The Senate proposal funds the state security hospital project at St. Peter at Dayton’s preferred level of $56 million, as well as facilities upgrades to the Minnesota Sex Offender Program at $7.4 million. The new House plan only funds the hospital project at $41 million in cash. Also included in the plans are regional civic centers in Rochester, St. Cloud and Mankato — perennial projects that have so far failed to gain traction.

The civic center funding could help DFLers in the Senate pass a bonding plan, which requires supermajority support to go through. Democrats in the upper chamber need at least two Republican votes to pass borrowing legislation. Two Rochester Republicans, Sens. Carla Nelson and Dave Senjem, could provide those votes.

Nelson heralded the “good news” that the $34.5 million Rochester convention center project was in the bill in a tweet on Monday. Senjem said later in an interview he was still weighing the proposal. “You can’t pre-commit,” he said. “This is a journey.”

The House needs eight Republican votes to pass a capital investment bill. Neither chamber needs a supermajority to pass the $200 million in cash projects attached to the bonding plans.

Passing bonding bills is typically messy work. With Monday’s Senate release, Stumpf dismissed the idea that the leaders of both parties, including the governor, would come up with a palatable solution behind closed doors and then quickly pass the measures.

“As much as we’d like to have it pre-agreed, I think there’s going to be enough differences where we’ll have to go into a very short conference committee,” Stumpf said. “We’ll see what the House presents on their new budget sheet.”

━━━━━━━━━━

EXERCISE DESCRIPTION: Reproduce the entire news excerpt on the Minnesota bonding proposals word for word.

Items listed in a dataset

━━━━━━━━━━

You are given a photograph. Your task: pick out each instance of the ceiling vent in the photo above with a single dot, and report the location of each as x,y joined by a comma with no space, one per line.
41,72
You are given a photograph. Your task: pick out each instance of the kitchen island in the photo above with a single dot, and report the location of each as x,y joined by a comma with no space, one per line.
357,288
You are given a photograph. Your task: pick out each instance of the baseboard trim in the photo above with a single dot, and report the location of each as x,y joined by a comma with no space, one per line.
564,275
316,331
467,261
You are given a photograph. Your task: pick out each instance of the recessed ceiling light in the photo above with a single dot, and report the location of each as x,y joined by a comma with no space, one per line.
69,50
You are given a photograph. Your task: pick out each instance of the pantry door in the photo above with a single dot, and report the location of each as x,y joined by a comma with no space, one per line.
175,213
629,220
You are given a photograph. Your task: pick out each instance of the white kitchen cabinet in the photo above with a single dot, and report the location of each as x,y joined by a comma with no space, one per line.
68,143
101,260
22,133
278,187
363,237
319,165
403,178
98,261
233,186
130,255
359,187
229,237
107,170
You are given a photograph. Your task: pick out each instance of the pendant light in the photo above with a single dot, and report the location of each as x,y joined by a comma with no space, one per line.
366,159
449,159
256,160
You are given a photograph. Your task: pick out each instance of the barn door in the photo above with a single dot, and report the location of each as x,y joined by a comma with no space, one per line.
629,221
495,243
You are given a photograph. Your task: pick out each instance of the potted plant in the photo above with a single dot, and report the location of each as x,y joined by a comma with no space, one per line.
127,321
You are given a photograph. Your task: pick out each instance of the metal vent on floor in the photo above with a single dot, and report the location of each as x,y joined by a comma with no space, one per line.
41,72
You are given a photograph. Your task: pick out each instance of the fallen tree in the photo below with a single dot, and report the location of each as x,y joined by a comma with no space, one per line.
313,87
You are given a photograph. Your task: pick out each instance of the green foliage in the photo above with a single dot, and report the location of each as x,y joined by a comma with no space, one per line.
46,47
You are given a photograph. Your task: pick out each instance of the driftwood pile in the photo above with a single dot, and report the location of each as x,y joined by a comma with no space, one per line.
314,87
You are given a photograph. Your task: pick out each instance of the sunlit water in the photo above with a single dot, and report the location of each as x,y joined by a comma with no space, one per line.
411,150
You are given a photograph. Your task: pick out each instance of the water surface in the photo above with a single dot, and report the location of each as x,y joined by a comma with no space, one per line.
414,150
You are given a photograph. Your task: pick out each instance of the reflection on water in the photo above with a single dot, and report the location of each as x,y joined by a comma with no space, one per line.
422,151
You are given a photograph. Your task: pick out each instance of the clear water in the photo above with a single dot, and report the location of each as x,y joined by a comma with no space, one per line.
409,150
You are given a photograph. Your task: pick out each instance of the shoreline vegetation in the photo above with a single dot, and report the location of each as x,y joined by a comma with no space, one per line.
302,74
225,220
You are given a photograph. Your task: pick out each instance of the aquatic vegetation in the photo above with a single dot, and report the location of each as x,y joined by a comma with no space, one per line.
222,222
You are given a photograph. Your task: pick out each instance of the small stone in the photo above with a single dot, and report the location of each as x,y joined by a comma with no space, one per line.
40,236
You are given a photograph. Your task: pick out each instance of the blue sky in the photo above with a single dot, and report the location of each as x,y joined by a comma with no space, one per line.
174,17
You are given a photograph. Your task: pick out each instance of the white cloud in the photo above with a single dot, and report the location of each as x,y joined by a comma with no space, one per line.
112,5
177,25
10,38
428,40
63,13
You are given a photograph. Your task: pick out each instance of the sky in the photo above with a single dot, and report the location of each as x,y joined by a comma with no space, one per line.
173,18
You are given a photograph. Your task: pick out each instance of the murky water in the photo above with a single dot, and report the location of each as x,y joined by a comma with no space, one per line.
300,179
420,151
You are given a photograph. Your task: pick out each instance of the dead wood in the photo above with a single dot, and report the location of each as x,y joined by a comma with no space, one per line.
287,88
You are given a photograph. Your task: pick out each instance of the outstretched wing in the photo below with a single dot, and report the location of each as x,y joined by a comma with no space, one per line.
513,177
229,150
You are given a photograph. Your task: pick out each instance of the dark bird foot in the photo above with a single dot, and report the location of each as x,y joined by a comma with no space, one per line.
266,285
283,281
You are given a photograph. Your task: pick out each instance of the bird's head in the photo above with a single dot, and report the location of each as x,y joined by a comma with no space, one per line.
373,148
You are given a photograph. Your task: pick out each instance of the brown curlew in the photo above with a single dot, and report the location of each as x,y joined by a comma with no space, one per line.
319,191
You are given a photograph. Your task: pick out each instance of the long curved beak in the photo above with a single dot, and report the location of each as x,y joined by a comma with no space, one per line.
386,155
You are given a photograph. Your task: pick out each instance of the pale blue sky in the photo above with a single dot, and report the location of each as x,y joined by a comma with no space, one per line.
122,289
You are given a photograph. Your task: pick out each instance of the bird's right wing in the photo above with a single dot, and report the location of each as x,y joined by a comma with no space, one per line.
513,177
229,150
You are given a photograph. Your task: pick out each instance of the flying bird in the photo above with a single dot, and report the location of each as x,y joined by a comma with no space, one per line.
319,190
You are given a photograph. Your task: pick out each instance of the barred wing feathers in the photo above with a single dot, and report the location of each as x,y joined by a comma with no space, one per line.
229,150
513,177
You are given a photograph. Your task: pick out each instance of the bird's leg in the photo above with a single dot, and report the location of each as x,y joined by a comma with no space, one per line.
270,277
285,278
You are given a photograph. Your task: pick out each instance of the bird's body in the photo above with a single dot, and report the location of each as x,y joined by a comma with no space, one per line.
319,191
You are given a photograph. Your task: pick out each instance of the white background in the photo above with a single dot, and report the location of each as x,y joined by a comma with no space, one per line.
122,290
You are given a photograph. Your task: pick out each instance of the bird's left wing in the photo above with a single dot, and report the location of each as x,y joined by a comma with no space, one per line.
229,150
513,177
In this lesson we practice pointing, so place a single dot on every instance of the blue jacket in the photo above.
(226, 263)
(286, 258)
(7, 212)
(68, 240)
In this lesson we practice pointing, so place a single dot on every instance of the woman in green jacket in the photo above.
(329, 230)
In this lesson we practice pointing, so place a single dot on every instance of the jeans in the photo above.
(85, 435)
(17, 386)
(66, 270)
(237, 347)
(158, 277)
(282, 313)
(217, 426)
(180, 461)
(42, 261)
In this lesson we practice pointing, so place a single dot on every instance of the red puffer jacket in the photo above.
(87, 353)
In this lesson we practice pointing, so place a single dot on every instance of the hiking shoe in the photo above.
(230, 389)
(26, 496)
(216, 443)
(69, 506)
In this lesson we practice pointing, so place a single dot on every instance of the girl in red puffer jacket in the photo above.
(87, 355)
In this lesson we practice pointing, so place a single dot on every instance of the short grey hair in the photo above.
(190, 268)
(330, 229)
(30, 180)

━━━━━━━━━━

RESULT:
The Senate proposal funds the state security hospital project at St. Peter at Dayton’s preferred level of $56 million, as well as facilities upgrades to the Minnesota Sex Offender Program at $7.4 million. The new House plan only funds the hospital project at $41 million in cash. Also included in the plans are regional civic centers in Rochester, St. Cloud and Mankato — perennial projects that have so far failed to gain traction.

The civic center funding could help DFLers in the Senate pass a bonding plan, which requires supermajority support to go through. Democrats in the upper chamber need at least two Republican votes to pass borrowing legislation. Two Rochester Republicans, Sens. Carla Nelson and Dave Senjem, could provide those votes.

Nelson heralded the “good news” that the $34.5 million Rochester convention center project was in the bill in a tweet on Monday. Senjem said later in an interview he was still weighing the proposal. “You can’t pre-commit,” he said. “This is a journey.”

The House needs eight Republican votes to pass a capital investment bill. Neither chamber needs a supermajority to pass the $200 million in cash projects attached to the bonding plans.

Passing bonding bills is typically messy work. With Monday’s Senate release, Stumpf dismissed the idea that the leaders of both parties, including the governor, would come up with a palatable solution behind closed doors and then quickly pass the measures.

“As much as we’d like to have it pre-agreed, I think there’s going to be enough differences where we’ll have to go into a very short conference committee,” Stumpf said. “We’ll see what the House presents on their new budget sheet.”